▸ GOAL OF THE EXERCISE
Decide whether each statement agrees with the end-of-life planning text below, answering yes or no and quoting the words that settle it: (a) Embalming is required in most states. (b) Planning kits and ethical wills are binding contracts. (c) In the District, Maryland and Virginia, written directions for the disposition of a body override any other party's wishes.

▸ PAGE TEXT
= = = = =

Pick a trusted family member or friend to act as your agent. It will be this person's job to retrieve the end-of-life planning kit and ensure your directives are followed. If you are young and unmarried and die today, this duty automatically falls to your parents or guardian. Note that picking someone to carry out your wishes is different from naming an executor of an estate, who has a legal directive to deal with assets and money. Planning kits and ethical wills are not binding contracts but can serve as legitimate guidelines for families if there is no disagreement.

Know the legal issues. Understand what is and is not required at the time of death. Your postmortem options depend on where you live. In most states, embalming is not required, and your family need not go through a funeral home. Families can file the death certificate themselves, hold a funeral at home and transport your remains to an appropriate resting spot without intermediaries. This depends on your state's right-to-disposition laws, which govern who is able to deal with your body.

In the District, Maryland and Virginia, you have the right to designate an agent to make decisions about your body, and written directions for its disposition supersede any other party's wishes. For a rundown of laws by state, visit http://www.funerals.org and select "Personal Preference & Designated Agent Laws."

Explore your options, and don't feel limited. New send-off methods are starting to usurp the traditions of an open-casket wake and coffin burial. America is on the edge of redefining death care, according to Mark Harris, author of "Grave Matters: A Journey Through the Modern Funeral Industry to a Natural Way of Burial" (Scribner, 2007), which follows a dozen families as they carve out their own paths to a green funeral and burial.

"You've got baby boomers leading a do-it-yourself, environmentally friendly view toward life," Harris says. "They've been extremely self-reflective, they ushered in the natural child birth movement, they wrote their own wedding vows and are now bringing that same consciousness to end-of-life issues."

= = = = =

▸ MATERIAL

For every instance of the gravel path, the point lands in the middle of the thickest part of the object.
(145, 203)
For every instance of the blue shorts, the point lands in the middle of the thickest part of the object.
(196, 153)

= = = = =

▸ CORRECT ANSWER
(a) No: "In most states, embalming is not required"
(b) No: "Planning kits and ethical wills are not binding contracts"
(c) Yes: "written directions for its disposition supersede any other party's wishes"